**Records to process**
begin
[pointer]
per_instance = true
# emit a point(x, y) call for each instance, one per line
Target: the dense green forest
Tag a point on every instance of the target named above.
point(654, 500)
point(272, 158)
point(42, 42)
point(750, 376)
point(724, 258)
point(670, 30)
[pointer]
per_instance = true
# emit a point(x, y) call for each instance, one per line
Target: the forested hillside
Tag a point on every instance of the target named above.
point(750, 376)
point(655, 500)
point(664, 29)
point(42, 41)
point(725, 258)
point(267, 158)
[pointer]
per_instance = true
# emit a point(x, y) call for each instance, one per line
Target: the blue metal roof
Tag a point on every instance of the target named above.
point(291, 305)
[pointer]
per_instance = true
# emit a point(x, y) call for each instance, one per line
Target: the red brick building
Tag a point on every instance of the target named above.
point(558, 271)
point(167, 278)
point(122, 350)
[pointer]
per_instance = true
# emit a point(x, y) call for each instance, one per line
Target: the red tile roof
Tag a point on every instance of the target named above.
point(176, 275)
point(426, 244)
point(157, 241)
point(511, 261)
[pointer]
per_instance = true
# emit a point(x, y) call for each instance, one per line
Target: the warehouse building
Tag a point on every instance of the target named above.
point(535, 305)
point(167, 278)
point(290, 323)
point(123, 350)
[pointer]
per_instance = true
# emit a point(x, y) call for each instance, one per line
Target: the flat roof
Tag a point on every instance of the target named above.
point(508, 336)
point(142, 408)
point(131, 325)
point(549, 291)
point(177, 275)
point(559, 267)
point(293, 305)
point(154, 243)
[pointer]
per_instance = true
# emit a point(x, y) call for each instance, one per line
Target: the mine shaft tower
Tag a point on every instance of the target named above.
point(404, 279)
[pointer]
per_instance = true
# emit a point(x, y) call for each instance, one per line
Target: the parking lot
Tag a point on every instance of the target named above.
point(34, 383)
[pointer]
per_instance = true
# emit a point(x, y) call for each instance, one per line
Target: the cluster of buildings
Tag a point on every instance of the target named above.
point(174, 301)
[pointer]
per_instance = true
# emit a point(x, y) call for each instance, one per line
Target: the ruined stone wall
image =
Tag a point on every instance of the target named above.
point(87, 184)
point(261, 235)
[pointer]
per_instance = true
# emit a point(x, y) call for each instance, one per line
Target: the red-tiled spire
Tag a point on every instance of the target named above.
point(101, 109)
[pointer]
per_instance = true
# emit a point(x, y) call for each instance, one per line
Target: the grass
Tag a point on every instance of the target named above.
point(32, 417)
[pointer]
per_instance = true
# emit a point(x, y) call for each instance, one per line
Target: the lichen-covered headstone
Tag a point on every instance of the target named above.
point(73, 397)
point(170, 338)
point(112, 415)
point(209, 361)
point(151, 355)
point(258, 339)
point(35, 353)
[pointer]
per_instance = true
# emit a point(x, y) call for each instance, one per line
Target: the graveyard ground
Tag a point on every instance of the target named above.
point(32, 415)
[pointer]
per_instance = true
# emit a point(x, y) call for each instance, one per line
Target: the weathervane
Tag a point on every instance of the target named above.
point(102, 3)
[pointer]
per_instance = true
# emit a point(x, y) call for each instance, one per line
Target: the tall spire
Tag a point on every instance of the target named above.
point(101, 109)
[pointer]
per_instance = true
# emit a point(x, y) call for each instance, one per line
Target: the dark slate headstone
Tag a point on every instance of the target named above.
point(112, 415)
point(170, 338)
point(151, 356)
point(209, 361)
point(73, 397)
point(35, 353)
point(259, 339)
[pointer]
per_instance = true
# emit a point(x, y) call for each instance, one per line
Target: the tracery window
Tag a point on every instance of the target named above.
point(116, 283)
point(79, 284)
end
**What you need to do**
Reproduce each line verbatim.

**The result**
[pointer]
per_instance = true
# emit a point(x, y) call for each instance, one per line
Target: the dense green forest
Tag a point on every instance of the target named above.
point(654, 500)
point(272, 158)
point(42, 42)
point(750, 376)
point(724, 258)
point(670, 30)
[pointer]
per_instance = true
# emit a point(x, y) call for each instance, one per line
Target: the forested hillside
Tag a point on every instance of the target named above.
point(750, 376)
point(655, 500)
point(664, 29)
point(42, 41)
point(725, 258)
point(267, 158)
[pointer]
per_instance = true
# emit a point(x, y) call for each instance, one per line
Target: the blue metal roof
Tag a point on every instance of the target named above.
point(291, 305)
[pointer]
per_instance = true
# emit a point(x, y) call for each instance, one per line
Target: the red brick building
Tag a point on every instance of the target named above.
point(558, 271)
point(167, 278)
point(122, 350)
[pointer]
per_instance = true
# emit a point(x, y) call for each instance, one per line
Target: the red tile roof
Tag a point on every instance of the target named above.
point(176, 275)
point(426, 244)
point(157, 241)
point(511, 261)
[pointer]
per_instance = true
# emit a point(x, y) call for each instance, one per line
Target: the warehouse building
Tag a point on every instance of the target named above.
point(535, 305)
point(167, 278)
point(290, 323)
point(123, 350)
[pointer]
per_instance = true
# emit a point(x, y) call for each instance, one per line
Target: the flat roof
Tag a point on every instance of the target named above.
point(508, 336)
point(142, 408)
point(131, 325)
point(549, 291)
point(177, 275)
point(559, 267)
point(293, 305)
point(154, 243)
[pointer]
per_instance = true
# emit a point(x, y) call for each instance, one per line
Target: the mine shaft tower
Tag a point on every instance of the target named above.
point(404, 279)
[pointer]
per_instance = true
# emit a point(x, y) call for each instance, one per line
Target: the parking lot
Tag a point on every instance of the target named above.
point(34, 383)
[pointer]
per_instance = true
# emit a point(x, y) call for each instance, one per line
Target: the cluster of buildings
Tag a point on every instance of the target named above.
point(174, 301)
[pointer]
per_instance = true
# emit a point(x, y) call for each instance, one per line
Target: the ruined stone wall
image =
Tag a point on every instance of the target named above.
point(87, 184)
point(261, 235)
[pointer]
per_instance = true
# emit a point(x, y) call for each instance, one per line
Target: the red-tiled spire
Tag a point on every instance of the target named above.
point(101, 109)
[pointer]
per_instance = true
# emit a point(x, y) call for each instance, one per line
Target: the grass
Tag a point on every instance of the target named above.
point(32, 417)
[pointer]
per_instance = true
# emit a point(x, y) call for each instance, one per line
Target: the lichen-covered headstone
Tag a point on every instance of the target named above.
point(73, 397)
point(170, 338)
point(112, 415)
point(209, 361)
point(151, 355)
point(258, 339)
point(35, 353)
[pointer]
per_instance = true
# emit a point(x, y) call for each instance, one per line
Target: the graveyard ground
Tag a point on every instance of the target named above.
point(32, 415)
[pointer]
per_instance = true
# emit a point(x, y) call for each instance, one per line
Target: the weathervane
Tag a point on every instance of the target named above.
point(102, 3)
[pointer]
per_instance = true
# emit a point(x, y) call for each instance, one per line
Target: the tall spire
Tag a point on every instance of the target named above.
point(101, 109)
[pointer]
per_instance = true
# emit a point(x, y) call for each instance, one per line
Target: the dark slate headstone
Tag a point on every instance of the target named above.
point(112, 415)
point(170, 338)
point(151, 356)
point(209, 361)
point(73, 397)
point(35, 353)
point(259, 339)
[pointer]
per_instance = true
# emit a point(x, y) call for each instance, one per line
Target: the tracery window
Tag a point on every instance of the target named above.
point(116, 283)
point(79, 284)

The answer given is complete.